** START OF INPUT FOR THIS TASK **

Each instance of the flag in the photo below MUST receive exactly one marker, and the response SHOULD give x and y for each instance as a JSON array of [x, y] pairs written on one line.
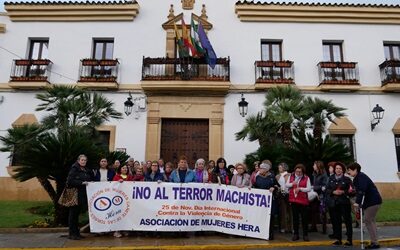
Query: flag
[[183, 51], [194, 36], [205, 43], [186, 41]]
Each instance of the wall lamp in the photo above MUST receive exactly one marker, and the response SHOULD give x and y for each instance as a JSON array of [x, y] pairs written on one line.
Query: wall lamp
[[135, 105], [377, 113], [243, 106], [128, 105]]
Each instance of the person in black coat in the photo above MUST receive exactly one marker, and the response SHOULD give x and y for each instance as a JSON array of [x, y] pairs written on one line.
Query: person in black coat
[[103, 173], [78, 177], [338, 190], [368, 198]]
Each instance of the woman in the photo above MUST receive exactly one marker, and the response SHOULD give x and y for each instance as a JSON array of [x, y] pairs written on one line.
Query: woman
[[368, 198], [285, 213], [168, 170], [320, 178], [337, 192], [139, 175], [154, 174], [241, 178], [121, 176], [201, 171], [103, 173], [220, 174], [299, 185], [255, 172], [79, 177], [266, 180]]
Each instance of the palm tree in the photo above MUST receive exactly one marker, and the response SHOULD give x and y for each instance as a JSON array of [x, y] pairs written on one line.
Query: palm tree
[[283, 105], [321, 111], [48, 150]]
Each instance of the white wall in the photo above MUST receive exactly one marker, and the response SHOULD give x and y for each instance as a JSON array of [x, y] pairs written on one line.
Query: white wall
[[302, 43]]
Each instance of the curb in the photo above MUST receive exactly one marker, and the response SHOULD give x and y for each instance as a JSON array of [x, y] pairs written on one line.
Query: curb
[[385, 242]]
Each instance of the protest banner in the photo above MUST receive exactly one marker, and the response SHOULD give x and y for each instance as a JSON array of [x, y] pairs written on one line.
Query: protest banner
[[151, 206]]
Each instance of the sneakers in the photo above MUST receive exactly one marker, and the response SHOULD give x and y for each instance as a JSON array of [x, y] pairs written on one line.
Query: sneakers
[[373, 246], [117, 234], [337, 243], [348, 243]]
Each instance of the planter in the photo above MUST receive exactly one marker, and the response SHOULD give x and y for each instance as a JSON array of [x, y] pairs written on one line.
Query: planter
[[22, 62], [41, 62], [90, 62]]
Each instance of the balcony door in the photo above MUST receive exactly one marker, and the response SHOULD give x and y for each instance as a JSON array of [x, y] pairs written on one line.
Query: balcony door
[[103, 49], [189, 137], [332, 52], [38, 49], [271, 51]]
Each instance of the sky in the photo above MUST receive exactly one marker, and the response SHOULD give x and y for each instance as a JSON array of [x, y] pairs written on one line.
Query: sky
[[397, 2]]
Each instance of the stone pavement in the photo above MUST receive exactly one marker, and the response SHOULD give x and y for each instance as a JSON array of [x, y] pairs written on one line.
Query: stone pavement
[[53, 239]]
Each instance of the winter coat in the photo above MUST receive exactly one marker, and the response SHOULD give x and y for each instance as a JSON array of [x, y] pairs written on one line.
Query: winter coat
[[365, 187]]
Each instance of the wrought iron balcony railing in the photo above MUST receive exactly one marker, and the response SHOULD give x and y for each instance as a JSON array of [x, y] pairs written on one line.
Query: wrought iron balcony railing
[[30, 70], [274, 72], [390, 71], [338, 73], [93, 70], [185, 69]]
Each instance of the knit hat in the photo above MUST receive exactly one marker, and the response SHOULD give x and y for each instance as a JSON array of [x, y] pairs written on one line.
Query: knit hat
[[265, 166]]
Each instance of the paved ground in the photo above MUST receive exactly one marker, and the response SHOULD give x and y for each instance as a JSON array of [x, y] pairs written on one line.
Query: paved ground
[[17, 239]]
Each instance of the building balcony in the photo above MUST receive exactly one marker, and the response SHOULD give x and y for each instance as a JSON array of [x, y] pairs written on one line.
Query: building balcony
[[338, 76], [390, 75], [271, 73], [30, 73], [98, 74], [192, 76]]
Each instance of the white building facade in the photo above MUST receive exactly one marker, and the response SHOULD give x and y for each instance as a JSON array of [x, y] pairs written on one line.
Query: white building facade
[[302, 37]]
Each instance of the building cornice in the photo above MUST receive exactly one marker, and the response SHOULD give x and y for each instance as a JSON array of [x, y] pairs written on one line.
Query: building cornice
[[318, 13], [72, 11]]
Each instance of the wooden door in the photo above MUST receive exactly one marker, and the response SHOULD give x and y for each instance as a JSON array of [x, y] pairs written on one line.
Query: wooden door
[[187, 137]]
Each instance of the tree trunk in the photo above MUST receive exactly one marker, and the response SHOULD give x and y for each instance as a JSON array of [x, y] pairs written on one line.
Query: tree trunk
[[60, 212]]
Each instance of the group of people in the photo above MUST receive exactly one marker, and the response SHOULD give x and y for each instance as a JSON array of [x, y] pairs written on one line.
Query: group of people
[[295, 195]]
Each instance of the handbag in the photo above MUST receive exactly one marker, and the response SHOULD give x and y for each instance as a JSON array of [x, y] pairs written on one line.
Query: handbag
[[69, 197]]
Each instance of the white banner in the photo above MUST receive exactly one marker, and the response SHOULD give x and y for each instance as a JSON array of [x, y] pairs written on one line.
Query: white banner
[[151, 206]]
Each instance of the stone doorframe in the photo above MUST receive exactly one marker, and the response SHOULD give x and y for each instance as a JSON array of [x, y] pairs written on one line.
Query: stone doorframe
[[191, 107]]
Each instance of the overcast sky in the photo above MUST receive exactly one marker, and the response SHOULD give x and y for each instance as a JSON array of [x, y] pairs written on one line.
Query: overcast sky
[[308, 1]]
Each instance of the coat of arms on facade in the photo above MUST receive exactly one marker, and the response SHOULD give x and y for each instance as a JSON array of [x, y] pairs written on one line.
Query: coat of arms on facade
[[187, 4]]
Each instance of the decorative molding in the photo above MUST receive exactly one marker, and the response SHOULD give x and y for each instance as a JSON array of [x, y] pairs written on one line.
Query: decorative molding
[[186, 88], [339, 88], [153, 120], [98, 85], [187, 4], [2, 28], [64, 12], [112, 129], [185, 106], [271, 12], [28, 85], [343, 126], [25, 119]]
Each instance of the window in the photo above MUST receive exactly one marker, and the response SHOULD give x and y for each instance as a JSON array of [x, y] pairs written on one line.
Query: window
[[332, 51], [103, 48], [271, 50], [38, 49], [392, 51], [397, 143], [349, 141]]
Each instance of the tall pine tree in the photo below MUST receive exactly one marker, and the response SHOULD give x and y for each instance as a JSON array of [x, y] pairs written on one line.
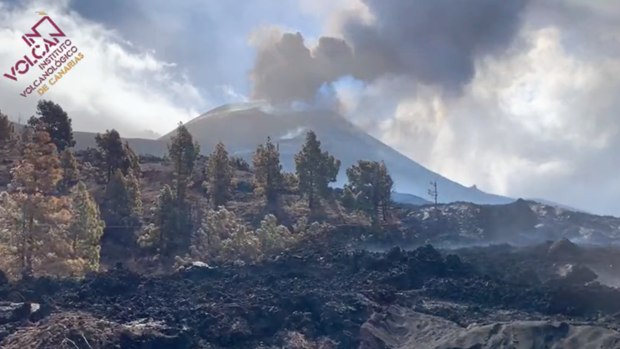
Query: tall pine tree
[[57, 124], [370, 184], [86, 228], [42, 215], [121, 207], [315, 169], [220, 176], [182, 152], [268, 177], [111, 153]]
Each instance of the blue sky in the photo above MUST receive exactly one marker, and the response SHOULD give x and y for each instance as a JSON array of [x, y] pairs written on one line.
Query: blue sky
[[539, 118]]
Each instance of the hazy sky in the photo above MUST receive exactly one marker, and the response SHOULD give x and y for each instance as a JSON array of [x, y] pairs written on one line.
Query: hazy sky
[[520, 97]]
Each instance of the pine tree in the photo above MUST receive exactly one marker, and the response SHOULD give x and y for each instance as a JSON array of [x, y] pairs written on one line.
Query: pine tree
[[111, 153], [371, 185], [57, 124], [131, 161], [220, 176], [268, 176], [315, 169], [71, 172], [41, 216], [161, 234], [183, 153], [86, 228], [121, 207]]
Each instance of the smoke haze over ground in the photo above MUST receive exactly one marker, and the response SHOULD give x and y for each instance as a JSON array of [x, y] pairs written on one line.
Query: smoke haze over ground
[[518, 97]]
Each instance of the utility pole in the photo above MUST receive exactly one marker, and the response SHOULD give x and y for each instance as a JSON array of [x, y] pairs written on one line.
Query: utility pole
[[433, 192]]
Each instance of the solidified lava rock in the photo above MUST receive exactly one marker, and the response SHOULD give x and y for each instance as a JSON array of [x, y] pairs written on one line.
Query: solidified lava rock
[[564, 249], [579, 274], [314, 292]]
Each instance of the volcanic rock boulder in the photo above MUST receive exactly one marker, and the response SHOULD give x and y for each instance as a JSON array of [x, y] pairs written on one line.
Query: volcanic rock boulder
[[400, 328], [505, 221]]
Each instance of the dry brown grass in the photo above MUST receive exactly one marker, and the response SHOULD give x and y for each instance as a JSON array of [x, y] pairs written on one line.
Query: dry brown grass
[[75, 330], [65, 331]]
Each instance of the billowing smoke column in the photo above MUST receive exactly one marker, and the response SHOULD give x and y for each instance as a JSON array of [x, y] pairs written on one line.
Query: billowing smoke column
[[433, 42]]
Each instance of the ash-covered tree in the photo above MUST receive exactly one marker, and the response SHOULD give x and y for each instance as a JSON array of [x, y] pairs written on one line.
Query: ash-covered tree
[[183, 153], [370, 186], [71, 172], [57, 124], [113, 154], [121, 207], [268, 178], [315, 169], [219, 176], [86, 228], [8, 136], [161, 233], [33, 216]]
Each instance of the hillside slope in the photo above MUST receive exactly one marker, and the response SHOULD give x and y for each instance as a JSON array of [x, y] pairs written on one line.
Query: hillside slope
[[243, 126]]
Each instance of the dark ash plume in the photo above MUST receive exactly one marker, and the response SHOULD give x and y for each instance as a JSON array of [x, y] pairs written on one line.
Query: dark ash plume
[[434, 42]]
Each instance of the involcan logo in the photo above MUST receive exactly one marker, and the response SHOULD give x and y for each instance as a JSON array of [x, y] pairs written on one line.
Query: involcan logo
[[55, 55]]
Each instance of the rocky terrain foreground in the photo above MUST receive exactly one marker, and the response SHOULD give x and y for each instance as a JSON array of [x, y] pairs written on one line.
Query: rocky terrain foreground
[[329, 295]]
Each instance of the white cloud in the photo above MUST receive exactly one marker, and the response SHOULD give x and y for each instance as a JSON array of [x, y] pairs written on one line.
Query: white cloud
[[114, 86], [539, 122]]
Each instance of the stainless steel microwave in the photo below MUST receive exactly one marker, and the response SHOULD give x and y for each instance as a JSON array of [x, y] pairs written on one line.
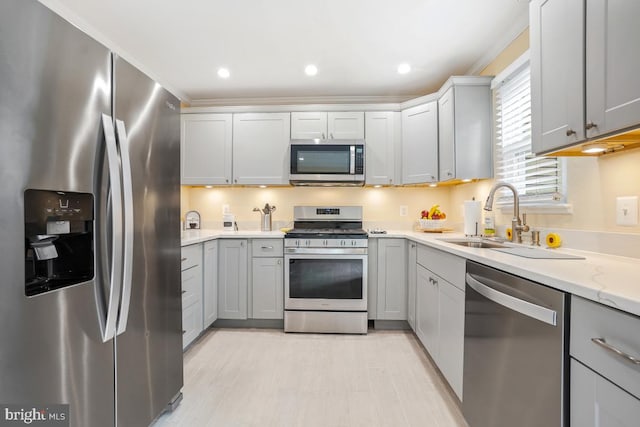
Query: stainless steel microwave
[[327, 162]]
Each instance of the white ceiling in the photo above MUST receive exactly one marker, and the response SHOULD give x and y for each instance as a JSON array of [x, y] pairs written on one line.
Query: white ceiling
[[356, 44]]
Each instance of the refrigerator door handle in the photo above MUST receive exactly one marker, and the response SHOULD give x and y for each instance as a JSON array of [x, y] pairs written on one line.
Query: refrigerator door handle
[[127, 186], [108, 324]]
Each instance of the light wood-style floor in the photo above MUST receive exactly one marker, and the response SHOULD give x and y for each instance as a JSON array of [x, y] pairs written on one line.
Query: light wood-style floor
[[257, 377]]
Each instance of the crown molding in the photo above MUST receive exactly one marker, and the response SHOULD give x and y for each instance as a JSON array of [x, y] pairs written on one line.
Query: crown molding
[[520, 24]]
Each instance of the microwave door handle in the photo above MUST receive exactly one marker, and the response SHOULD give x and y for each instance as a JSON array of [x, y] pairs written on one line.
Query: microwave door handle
[[526, 308], [108, 319], [352, 162], [127, 190]]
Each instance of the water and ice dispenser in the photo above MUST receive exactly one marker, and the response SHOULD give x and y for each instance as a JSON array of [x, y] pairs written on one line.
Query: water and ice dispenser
[[58, 230]]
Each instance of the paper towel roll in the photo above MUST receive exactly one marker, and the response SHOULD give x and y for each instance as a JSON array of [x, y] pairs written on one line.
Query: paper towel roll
[[472, 218]]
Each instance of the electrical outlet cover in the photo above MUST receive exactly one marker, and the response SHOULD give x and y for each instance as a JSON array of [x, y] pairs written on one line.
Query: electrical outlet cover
[[627, 210]]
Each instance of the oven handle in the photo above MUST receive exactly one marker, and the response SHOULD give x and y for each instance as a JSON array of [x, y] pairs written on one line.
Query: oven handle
[[330, 252], [534, 311]]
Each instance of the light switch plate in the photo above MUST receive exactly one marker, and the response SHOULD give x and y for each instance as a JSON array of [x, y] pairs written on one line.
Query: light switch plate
[[627, 210]]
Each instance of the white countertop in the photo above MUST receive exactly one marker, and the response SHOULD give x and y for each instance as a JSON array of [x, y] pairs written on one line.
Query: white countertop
[[607, 279], [190, 237]]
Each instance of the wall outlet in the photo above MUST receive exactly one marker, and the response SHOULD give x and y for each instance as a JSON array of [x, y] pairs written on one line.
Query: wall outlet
[[627, 210]]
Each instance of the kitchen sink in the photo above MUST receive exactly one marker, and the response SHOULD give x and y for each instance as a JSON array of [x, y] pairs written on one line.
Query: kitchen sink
[[475, 243]]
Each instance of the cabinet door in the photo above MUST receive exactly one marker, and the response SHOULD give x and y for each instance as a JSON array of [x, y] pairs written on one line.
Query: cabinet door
[[596, 402], [309, 125], [345, 125], [267, 288], [392, 284], [210, 282], [613, 65], [205, 153], [450, 358], [427, 310], [446, 136], [557, 78], [261, 148], [420, 144], [411, 284], [382, 129], [232, 279]]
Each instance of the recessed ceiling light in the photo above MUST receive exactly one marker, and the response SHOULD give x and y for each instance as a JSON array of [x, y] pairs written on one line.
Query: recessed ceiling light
[[311, 70], [594, 148], [404, 68]]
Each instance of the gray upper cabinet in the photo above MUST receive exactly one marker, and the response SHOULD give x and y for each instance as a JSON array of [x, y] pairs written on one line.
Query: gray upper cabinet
[[382, 146], [261, 148], [323, 125], [420, 144], [464, 129], [232, 279], [577, 68], [557, 73], [206, 141], [309, 125], [613, 66]]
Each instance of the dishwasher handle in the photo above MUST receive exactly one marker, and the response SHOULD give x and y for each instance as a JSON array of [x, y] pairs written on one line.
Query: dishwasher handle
[[534, 311]]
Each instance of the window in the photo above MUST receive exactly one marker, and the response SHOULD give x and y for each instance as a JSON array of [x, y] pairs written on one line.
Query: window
[[537, 179]]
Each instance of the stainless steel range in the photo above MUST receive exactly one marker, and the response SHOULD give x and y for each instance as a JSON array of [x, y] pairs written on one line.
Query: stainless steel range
[[326, 271]]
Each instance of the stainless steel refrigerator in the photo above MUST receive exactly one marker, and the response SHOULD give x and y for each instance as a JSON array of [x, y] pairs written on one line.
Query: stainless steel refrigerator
[[90, 298]]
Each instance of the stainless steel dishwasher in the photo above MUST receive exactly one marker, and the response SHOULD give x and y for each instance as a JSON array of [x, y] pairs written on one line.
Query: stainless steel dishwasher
[[515, 351]]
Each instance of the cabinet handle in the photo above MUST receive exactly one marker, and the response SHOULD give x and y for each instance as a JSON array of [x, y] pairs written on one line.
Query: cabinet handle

** END OF INPUT FOR THIS TASK **

• _EXERCISE_
Begin at the start of the entries and stop after the line that contains "[[283, 105], [321, 111], [48, 150]]". Write those lines out again in full, multiplying every x and y coordinate in the answer lists by 1.8 and rounding to whole numbers (halves up), with the pictures left out.

• _IN RESPONSE_
Each instance of the flag in the photo below MUST receive exactly one marker, and the response SHOULD give x and y for each instance as a JSON array of [x, y] pairs written on one line.
Query: flag
[[329, 92], [349, 65], [369, 77], [335, 74]]
Each instance of the wall lamp in the photo above MUST receive exactly one marker, and the response SHOULD give x and y for each instance as a JSON array of [x, y] pairs written on one line.
Query: wall lamp
[[243, 189], [679, 203], [437, 191], [230, 189]]
Each instance of the person in black coat in the photo above MUST receive exactly one marker, and the response SHOULD give x and y for each instance as a JSON array of [x, y] pairs written on one line.
Query: person in black coat
[[185, 311], [140, 319], [608, 342], [662, 356]]
Each instance of the woman in the photo above MUST receive exactly one marker, and the response SHOULD give x and y for each instance as a JSON array of [x, y] pairs written on one line.
Query: woman
[[662, 356], [513, 383], [302, 306], [576, 320], [607, 346], [250, 315], [277, 313], [434, 320], [218, 317], [362, 308], [185, 311], [396, 313], [538, 333], [459, 310], [142, 319], [479, 324]]
Each instance of the palm tree in the photo above MUST receive exactly one marker, and the response SHOULD give x and y for each instance as a JSON array of [x, y] pairs written on one line.
Query: palm tree
[[509, 189], [578, 200], [86, 270]]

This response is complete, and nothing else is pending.